[Excerpted passage — start]

A practical guide for the prudent student
- Talk to a friend. Sometimes all you need is a little support from a loved one to get some perspective. A good friend can remind you of their unconditional love for you. They can tell you to ‘cheer up’ and ‘stop being sad.’ And you’ll feel less alone when they share their own, much worse problems that, frankly, you can’t hold a candle to. Besides, who are you to complain when they’re going through so much?
- Get some exercise. This is a good one. Go for a walk and feel the winter air biting at your cheeks and take some time to appreciate the beauty of our campus. Or, hit the gym. No better distraction from mental pain than physical pain, and intense physical activity can release endorphins. Don’t worry, no one will look at your terrible form or your weird, lumpy body.
- Talk to a stranger you just met. No friends? No problem! Chat up the guy next to you in your tutorial section. After a couple of minutes talking about your majors or whatever, it’s time to drop the bomb on just how mentally ill you are. Tell them about the sources of your trauma, how you don’t always brush your teeth in the morning, and anything else on your mind! Believe me, the baggage is easier to carry once you’ve dumped some of it on someone else.
- Major in psychology. Not being able to afford a psychologist doesn’t have to mean missing out on their expertise! Maybe if you learn enough clinical psychology, you’ll be able to diagnose yourself. Are you compartmentalising? Do you have a hormone imbalance? Only one way to find out! From there, it’s just a matter of curing yourself. I’m pretty sure people who know psychology can do that.
- Act like you’re very vulnerable and engaged with your emotions, but really you’re just analysing them as a way of avoiding feeling them. All that time spent inside your own head combined with all the psychology readings you’ve done will inevitably lead to an uncanny ability to recognise why you feel the way you feel. Why not explore that? You’ll be so busy thinking, there’ll be no room for emotions!
- Meditate. Because if you have all your darkest feelings locked up in your head, inaccessible to you after years of avoiding them, then all you need is a recording of a soothing voice to teach you how to open them up.

[Excerpted passage — finish]
[Stored data — start]

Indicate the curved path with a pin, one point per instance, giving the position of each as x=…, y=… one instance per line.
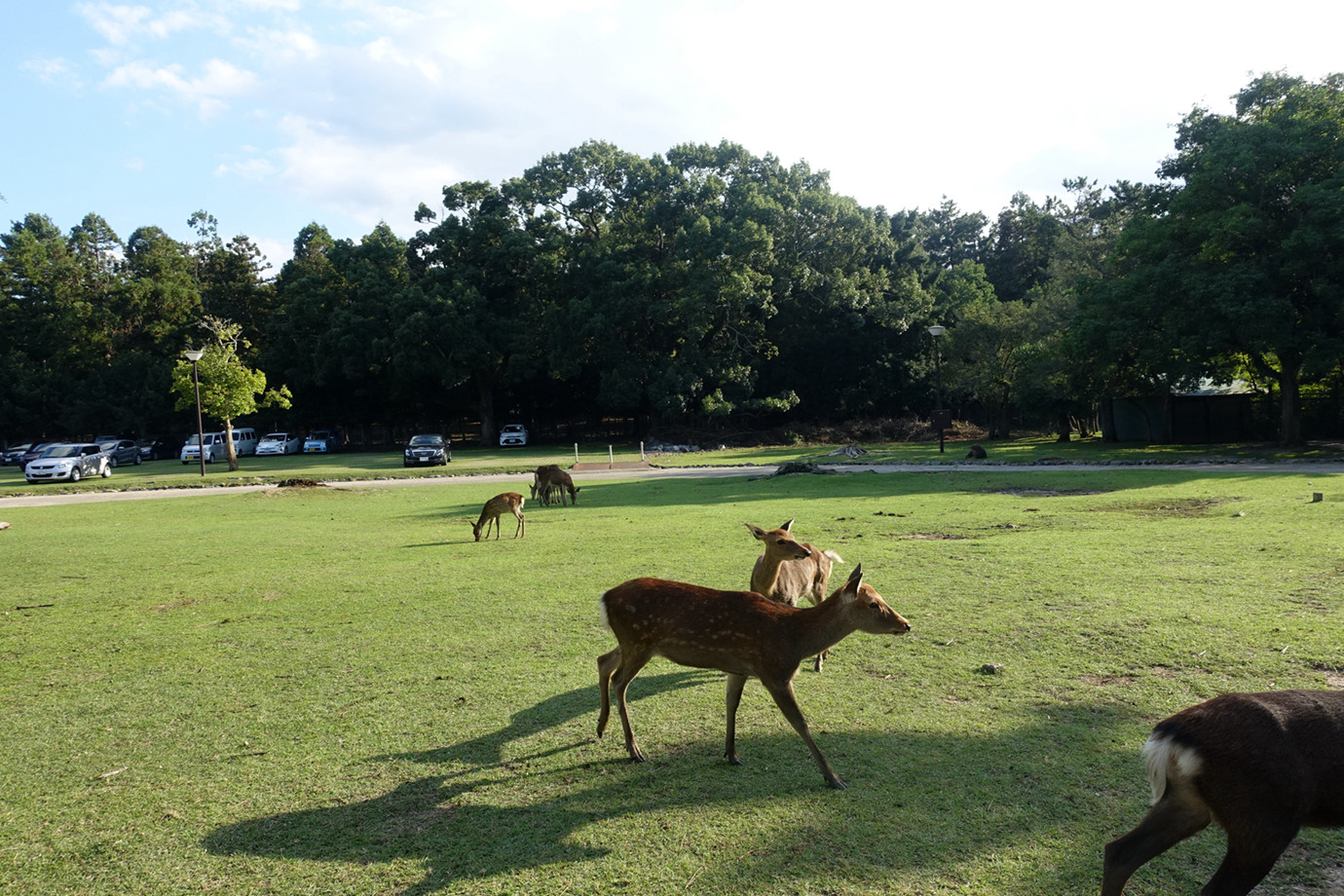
x=1304, y=467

[Stored data — finish]

> **Activities**:
1) According to the guide for students, what can intense physical activity release?
2) Quote everything in the guide for students from "A practical guide" down to "weird, lumpy body.".
3) Extend the guide for students past its final item with further advice in the same manner.

> **Results of the exercise**:
1) Intense physical activity can release endorphins.

2)
A practical guide for the prudent student
- Talk to a friend. Sometimes all you need is a little support from a loved one to get some perspective. A good friend can remind you of their unconditional love for you. They can tell you to ‘cheer up’ and ‘stop being sad.’ And you’ll feel less alone when they share their own, much worse problems that, frankly, you can’t hold a candle to. Besides, who are you to complain when they’re going through so much?
- Get some exercise. This is a good one. Go for a walk and feel the winter air biting at your cheeks and take some time to appreciate the beauty of our campus. Or, hit the gym. No better distraction from mental pain than physical pain, and intense physical activity can release endorphins. Don’t worry, no one will look at your terrible form or your weird, lumpy body.

3)
- Try to actually express your emotions by crying or screaming or something like that, but the entire time you feel as if you’re making yourself cry/scream and so you’re not sure if this even counts as feeling them, because really you’re kind of watching yourself as this happens and you don’t know how to be present with your feelings anymore. This is one of my personal favourites! #justdissociationthings
- Self-medicate. You know what’s wrong with you, don’t you? Take matters into your own hands and contact a chemistry specialist or a computer science student to hook you up with some antidepressants, stimulants, psilocybin (you read this very cool study about magic mushrooms and now you’re hooked on the idea), or whatever it is you know you need, without having to bother with the middleman of a psychiatrist or doctor.* Goodness knows it would take months and thousands of dollars to get a prescription.
- Take a self-care day. A fun movie, face mask, smoothie, nap, yoga routine, something will surely be the answer. Keep looking. It’s out there.
- Contact UofT Health and Wellness for their mental health clinical services, provided at no additional cost to all UofT students! Ah, sorry, you’ll have to come back in four months; your situation isn’t urgent enough yet, and we’re somewhat short-staffed. But we could connect you with private counselling starting at only, say, $200 per week?